Now, if something is a consciousness mimic, we can't straightforwardly infer its consciousness from its possession of S2 in the same way we can normally infer the model's consciousness from its presence in S1. The "hello" toy isn't conscious. And if ChatGPT is conscious, that will require substantial argument to establish; it can't be inferred in the same ready way that we infer consciousness in a human from human utterances.
Let me attempt to formalize this a bit:
(1.) A system is a consciousness mimic if:
a. It possesses superficial features (S2) that resemble the superficial features (S1) of a model entity.
b. In the model entity, the possession of S1 normally indicates consciousness.
c. The best explanation of why the mimic possesses S2 is the mimicry relationship described above.
(2.) Robots or AI systems – at least an important class of them – are consciousness mimics in this sense.
(3.) Because of (1c), if a system is a consciousness mimic, inference to the best explanation does not permit inferring consciousness from its possession of S2.
(4.) Some other argument might justify attributing consciousness to the mimic; but if the mimic is a robot or AI system, any such argument, for the foreseeable future, will be highly contentious.
(5.) Therefore, we are not justified in attributing consciousness to the mimic.
AI systems designed with outputs that look human might understandably tempt users to attribute consciousness based on those superficial features, but we should be cautious about such attributions. The inner workings of Large Language Models and other AI systems are causally complex and designed to generate outputs that look like the types of outputs humans produce, for the sake of being interpretable by humans; but not all causal complexity implies consciousness and the superficial resemblance to the behaviorally sophisticated patterns we associate with consciousness could be misleading if such patterns could potentially arise without the presence of consciousness.
The main claim is intended to be weak and uncontroversial: When the mimicry structure is present, significant further argument is required before attributing consciousness to an AI system based on superficial features suggestive of consciousness.
Friends of robot or AI consciousness may note two routes by which to escape the Mimicry Argument. They might argue, contra premise (2), that some important target types of artificial systems are not consciousness mimics. Or they might present an argument that the target system, despite being a consciousness mimic, is also genuinely conscious – an argument they believe is uncontentious (contra 4) or that justifies attributing consciousness despite being contentious (contra the inference from 4 to 5).
The Mimicry Argument is not meant to apply universally to all robots and AI systems. Its value, rather, is to clarify the assumptions implicit in arguments against AI consciousness on the grounds that AI systems merely mimic the superficial signs of consciousness. We can then better see both the merits of that type of argument and means of resisting it.
Another wonderful piece.
Your point could even apply to some organic, let's go with semi-sentient, mimics.
For instance, I (S2) could recite your piece (S1) word for word. Yet, it's meaning and the ability to create it (F) are far beyond me.
This makes me wonder if babies count as consciousness mimics. For a long time, they’re engaged in mimicry that doesn’t understand the underlying meaning of their actions. Ironically, that makes the idea of emergent consciousness from mimicry seem *more* plausible to me.
Perhaps combining this with some Douglas Hofstadter loopiness? Maybe my mind is a conceptual network that uses previous thoughts as prompts to “predict and generate” my next thought.
I hope this is vaguely coherent. I’m probably out of my depth.

* What to work on: In the passage on the Mimicry Argument, why does inference to the best explanation not permit inferring consciousness from a mimic's possession of S2? Answer in one to three sentences.

* Dataset section:
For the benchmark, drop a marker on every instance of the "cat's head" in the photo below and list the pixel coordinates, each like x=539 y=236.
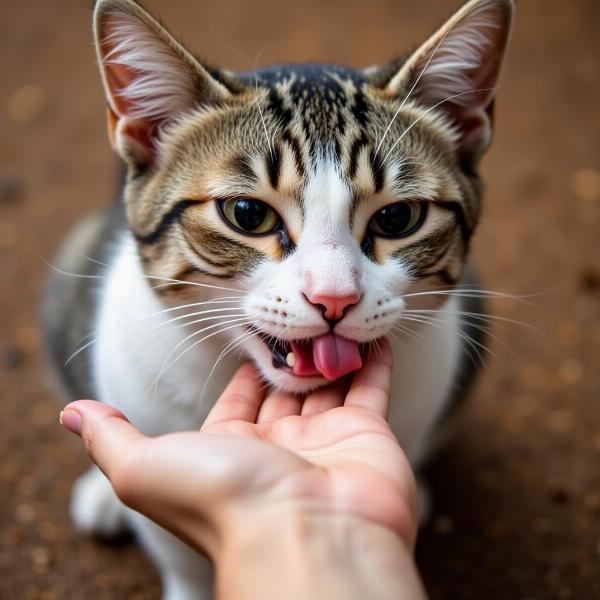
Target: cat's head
x=326 y=194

* Exercise answer: By condition (1c), the best explanation of why a consciousness mimic possesses S2 is the mimicry relationship itself. For that reason, S2 cannot support the ready inference to consciousness that S1 normally supports in the model entity.